§ Text extract:
○ ○ ○ ○ ○

We also need the elements to appear in order along the fault strike

 Since the sections provided in UCERF3 come organized in alphabetical order by section name, this produces discontinuities in element IDs when stepping along a fault in the strike direction. Also the strike is not continuous within a fault, and can flip 180 degrees from section to section within a fault. Furthermore, since the element numbering increases "down" each fault with increasing depth, we cannot simply detect an incorrect element ordering and reverse it since the reversed ordering would increase "up" the fault with decreasing depth. The figure below illustrates a typical case of problematic element ordering and the corrected version.

If we cannot reverse the element ordering, what can we do? In order to change the element numbering along strike while preserving the element ordering convention (also used by Virtual Quake) of increasing element IDs with depth, we can just reorder each column of elements. We can use the provided, though incorrect, variable called "distance along strike" (or "DAS") that is specified for every vertex and hence every element. Even though we know the elements are out of order and hence the distance along strike values are out of order, they are still constant with respect to each column as shown in the figure above.
  As such I use the prescribed DAS values as the index for each column of elements and build a dictionary of all element IDs in each DAS column. I then compute the strike angle of the line segment connecting the minimum and maximum element ID in each section and determine if the elements are reversed by comparing this to the correct strike angle. If the section has elements out of order, I iterate over the dictionary of elements indexed by DAS and reverse the order of the columns of elements in the section. It is then straightforward to use the DAS index, the number of elements per column (observed to be constant within sections) and the minimum element ID in each section to re-index the element IDs within the section. Then one final iteration the new element IDs in order to set the correct DAS values for each element's vertices, utilizing the lengths of the elements computed from vertex locations.
 All of this is done by elements.py, which finds that 1076 of the 2606 (41.3%) UCERF3 fault sections have elements indexed in the opposite order of the strike direction.

Last and most importantly, the vertex ordering within the elements must align with the strike

  During a Virtual Quake simulation, we compute the slip direction for a fault element using the vector between its first and third vertex (the ones at the top of the square). This slip direction goes into Greens function matrix calculations which set the stress interactions for the simulation. If the vertex ordering does not match the true strike direction for the fault, the fault elements will slip in the wrong direction and we will not properly model stress interactions.

○ ○ ○ ○ ○

§ Supplied material:
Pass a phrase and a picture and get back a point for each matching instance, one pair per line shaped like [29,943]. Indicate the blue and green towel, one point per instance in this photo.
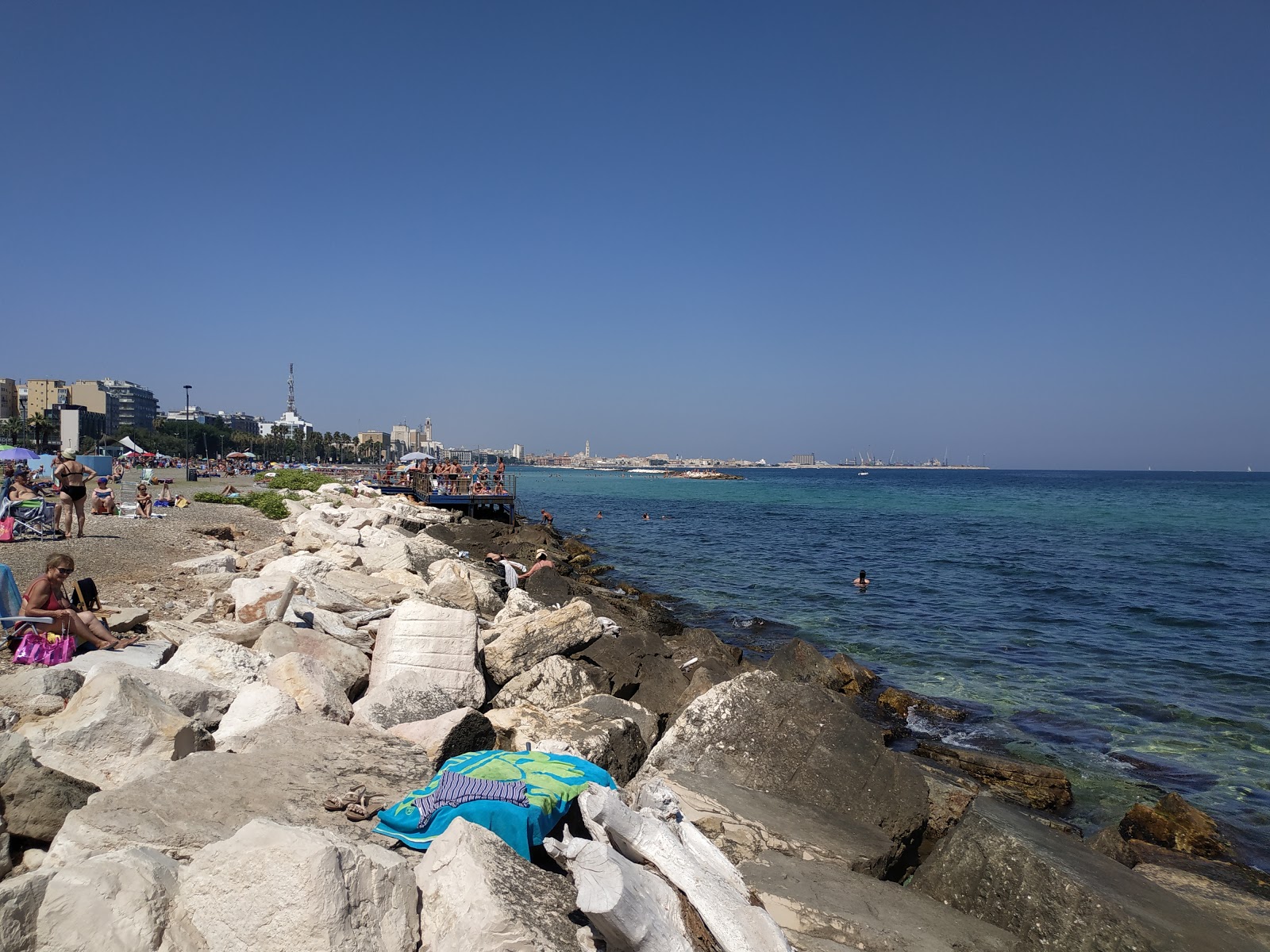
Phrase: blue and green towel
[552,784]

○ ○ ○ ○ ○

§ What to produce:
Using the UCERF3 fault text, answer these:
(a) How are the sections provided in UCERF3 organized?
(b) How many UCERF3 fault sections does elements.py find with elements indexed opposite the strike direction?
(c) Which vertices of a fault element are used to compute its slip direction during a Virtual Quake simulation?

§ Task solution:
(a) In alphabetical order by section name.
(b) 1076 of the 2606 sections (41.3%).
(c) The first and third vertices, the ones at the top of the square.